**Short problem**
Replace "grey boulder" with "gray stone" in the entries from the line containing "Spot the mountain summit" through the end of the entries. Give back only those lines, with nothing else changed.

Pointing entries
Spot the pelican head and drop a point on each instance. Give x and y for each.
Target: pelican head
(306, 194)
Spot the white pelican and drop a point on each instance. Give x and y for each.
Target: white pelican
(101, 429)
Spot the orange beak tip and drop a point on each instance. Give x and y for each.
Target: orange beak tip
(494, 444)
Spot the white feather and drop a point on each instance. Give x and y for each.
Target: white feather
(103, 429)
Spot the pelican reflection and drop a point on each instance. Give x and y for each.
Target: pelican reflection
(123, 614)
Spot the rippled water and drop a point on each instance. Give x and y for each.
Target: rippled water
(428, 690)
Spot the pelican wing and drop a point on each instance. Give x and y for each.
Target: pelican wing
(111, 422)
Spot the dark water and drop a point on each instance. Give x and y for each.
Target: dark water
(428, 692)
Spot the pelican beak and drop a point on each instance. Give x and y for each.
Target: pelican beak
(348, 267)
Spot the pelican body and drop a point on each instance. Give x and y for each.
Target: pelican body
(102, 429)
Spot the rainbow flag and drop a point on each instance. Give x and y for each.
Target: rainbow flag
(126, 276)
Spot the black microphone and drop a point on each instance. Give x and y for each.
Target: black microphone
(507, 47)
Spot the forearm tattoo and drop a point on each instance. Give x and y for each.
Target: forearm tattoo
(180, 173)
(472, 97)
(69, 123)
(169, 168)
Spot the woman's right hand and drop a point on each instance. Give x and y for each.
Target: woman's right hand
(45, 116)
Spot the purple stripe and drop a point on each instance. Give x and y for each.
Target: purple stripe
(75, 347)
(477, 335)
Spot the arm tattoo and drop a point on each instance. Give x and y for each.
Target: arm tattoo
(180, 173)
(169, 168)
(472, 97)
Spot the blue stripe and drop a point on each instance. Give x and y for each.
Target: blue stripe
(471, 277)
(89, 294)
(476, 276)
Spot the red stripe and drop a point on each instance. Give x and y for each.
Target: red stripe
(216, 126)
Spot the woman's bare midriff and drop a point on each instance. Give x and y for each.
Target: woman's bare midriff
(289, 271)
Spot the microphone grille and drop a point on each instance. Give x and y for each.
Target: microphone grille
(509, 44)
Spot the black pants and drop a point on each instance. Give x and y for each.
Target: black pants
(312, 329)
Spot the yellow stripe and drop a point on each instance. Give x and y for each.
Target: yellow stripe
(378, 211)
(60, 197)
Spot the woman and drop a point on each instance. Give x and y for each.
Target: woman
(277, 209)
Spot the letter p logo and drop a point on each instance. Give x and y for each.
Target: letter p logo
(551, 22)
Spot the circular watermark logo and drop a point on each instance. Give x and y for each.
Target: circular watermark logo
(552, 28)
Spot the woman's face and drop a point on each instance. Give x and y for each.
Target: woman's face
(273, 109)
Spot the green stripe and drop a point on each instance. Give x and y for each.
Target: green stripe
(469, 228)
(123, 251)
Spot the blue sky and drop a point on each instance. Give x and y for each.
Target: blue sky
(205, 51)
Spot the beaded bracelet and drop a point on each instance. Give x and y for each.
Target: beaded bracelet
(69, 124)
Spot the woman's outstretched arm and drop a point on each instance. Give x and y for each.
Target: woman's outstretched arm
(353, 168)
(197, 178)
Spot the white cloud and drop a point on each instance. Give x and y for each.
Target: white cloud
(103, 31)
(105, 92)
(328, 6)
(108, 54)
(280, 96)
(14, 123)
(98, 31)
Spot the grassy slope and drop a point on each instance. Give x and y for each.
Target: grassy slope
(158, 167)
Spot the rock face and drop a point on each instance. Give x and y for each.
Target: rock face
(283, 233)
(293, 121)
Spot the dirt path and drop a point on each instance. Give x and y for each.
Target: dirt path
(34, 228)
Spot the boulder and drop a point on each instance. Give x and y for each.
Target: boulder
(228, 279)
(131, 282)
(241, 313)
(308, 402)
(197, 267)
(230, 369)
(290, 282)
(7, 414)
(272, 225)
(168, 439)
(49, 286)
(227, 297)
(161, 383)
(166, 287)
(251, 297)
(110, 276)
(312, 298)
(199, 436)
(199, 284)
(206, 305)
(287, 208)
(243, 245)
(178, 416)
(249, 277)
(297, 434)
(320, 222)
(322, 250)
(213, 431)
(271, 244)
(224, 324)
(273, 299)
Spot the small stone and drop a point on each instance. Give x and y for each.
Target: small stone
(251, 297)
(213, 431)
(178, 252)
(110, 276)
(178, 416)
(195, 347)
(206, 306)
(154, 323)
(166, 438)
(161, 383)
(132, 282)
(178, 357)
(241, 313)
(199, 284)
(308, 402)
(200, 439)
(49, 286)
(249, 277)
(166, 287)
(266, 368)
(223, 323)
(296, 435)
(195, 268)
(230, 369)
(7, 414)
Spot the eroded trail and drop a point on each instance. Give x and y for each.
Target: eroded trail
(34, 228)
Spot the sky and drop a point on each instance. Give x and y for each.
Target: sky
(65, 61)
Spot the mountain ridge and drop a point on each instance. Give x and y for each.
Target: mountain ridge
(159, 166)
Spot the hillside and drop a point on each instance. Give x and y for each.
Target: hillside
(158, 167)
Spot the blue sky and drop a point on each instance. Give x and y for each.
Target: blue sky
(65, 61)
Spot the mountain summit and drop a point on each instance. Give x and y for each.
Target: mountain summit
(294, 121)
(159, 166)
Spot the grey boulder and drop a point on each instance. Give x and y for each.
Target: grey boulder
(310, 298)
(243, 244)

**Exercise result**
Spot the mountain summit and drop a point on each instance. Give x and y for each.
Target: mountain summit
(294, 121)
(159, 166)
Spot the gray stone and drop a point on each instance. Give x and y for each.
Target: gray stone
(310, 298)
(243, 244)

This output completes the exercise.